%%

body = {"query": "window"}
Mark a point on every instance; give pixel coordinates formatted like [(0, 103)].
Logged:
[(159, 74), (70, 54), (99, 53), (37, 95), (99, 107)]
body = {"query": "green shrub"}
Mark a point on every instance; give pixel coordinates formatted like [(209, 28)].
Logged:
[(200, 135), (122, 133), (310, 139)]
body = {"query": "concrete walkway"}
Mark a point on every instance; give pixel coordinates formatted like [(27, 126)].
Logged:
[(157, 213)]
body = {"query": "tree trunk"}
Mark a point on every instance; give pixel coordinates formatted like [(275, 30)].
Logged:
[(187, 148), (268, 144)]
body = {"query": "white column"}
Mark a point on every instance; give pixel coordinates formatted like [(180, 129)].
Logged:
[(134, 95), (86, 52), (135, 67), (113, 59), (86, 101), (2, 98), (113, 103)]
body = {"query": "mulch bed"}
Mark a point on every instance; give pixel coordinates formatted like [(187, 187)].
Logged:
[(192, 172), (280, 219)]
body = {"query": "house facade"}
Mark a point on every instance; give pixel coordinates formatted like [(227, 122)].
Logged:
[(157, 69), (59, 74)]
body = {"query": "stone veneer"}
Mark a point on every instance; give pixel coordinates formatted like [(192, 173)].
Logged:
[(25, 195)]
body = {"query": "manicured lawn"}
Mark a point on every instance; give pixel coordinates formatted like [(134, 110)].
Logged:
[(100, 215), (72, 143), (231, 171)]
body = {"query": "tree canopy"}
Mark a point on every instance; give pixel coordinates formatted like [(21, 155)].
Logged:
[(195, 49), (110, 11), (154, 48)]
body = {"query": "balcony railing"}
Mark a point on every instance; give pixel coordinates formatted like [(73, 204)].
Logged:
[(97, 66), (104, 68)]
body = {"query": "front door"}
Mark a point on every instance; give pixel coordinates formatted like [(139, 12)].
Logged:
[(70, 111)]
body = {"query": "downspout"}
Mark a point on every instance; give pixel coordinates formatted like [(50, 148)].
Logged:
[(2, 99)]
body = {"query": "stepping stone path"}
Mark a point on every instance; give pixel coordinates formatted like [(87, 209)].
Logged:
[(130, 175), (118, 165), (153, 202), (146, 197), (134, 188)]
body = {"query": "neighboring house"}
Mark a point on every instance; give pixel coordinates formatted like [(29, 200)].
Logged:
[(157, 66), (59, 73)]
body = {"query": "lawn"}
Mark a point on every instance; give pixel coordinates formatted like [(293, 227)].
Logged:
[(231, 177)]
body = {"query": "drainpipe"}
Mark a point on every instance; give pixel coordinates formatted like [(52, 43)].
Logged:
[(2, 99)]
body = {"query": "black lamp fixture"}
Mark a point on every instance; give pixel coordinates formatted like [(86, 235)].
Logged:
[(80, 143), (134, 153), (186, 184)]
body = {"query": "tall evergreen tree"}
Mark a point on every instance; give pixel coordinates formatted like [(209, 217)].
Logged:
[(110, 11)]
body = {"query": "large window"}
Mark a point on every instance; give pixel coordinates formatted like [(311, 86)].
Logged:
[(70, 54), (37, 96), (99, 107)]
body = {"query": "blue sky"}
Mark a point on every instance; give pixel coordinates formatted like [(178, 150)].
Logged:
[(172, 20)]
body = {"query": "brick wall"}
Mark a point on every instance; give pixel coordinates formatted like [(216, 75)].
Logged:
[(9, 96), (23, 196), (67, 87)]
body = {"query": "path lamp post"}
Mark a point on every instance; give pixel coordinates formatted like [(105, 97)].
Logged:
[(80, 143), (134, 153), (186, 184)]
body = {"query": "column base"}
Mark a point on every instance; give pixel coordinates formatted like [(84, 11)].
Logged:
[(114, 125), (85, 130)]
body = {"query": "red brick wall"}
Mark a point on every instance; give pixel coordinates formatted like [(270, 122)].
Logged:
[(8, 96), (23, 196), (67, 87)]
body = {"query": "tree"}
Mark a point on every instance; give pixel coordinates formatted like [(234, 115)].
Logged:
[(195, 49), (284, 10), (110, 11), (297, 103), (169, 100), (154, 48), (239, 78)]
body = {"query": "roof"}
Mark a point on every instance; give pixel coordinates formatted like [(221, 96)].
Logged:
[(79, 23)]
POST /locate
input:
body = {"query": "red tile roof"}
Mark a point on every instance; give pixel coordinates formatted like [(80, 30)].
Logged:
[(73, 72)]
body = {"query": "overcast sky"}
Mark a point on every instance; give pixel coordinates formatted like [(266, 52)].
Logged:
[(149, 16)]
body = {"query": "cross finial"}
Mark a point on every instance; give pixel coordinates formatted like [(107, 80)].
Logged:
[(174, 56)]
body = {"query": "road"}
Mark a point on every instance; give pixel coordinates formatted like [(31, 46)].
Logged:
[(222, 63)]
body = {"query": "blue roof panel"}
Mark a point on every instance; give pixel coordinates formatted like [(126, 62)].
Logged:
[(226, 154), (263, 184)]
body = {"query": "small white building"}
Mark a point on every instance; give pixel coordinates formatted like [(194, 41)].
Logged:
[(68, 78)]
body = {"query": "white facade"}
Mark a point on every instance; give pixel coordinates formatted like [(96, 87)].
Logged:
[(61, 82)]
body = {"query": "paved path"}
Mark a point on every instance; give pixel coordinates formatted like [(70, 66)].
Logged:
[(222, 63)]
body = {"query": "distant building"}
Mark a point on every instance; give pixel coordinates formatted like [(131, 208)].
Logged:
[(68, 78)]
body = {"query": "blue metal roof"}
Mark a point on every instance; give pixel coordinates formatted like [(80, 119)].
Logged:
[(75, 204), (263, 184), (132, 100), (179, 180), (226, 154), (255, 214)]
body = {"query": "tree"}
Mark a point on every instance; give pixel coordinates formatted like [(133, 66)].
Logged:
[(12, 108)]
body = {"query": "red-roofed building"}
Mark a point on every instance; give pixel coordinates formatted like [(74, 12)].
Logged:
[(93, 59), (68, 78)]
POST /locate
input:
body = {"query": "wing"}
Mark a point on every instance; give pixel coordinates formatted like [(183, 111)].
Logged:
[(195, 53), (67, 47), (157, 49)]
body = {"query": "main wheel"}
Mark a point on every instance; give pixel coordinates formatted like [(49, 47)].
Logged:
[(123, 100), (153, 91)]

%%

Aim of the exercise -
Could you say how many lines of the entries contain the string "white"? Only the number should be given.

Response to this task -
3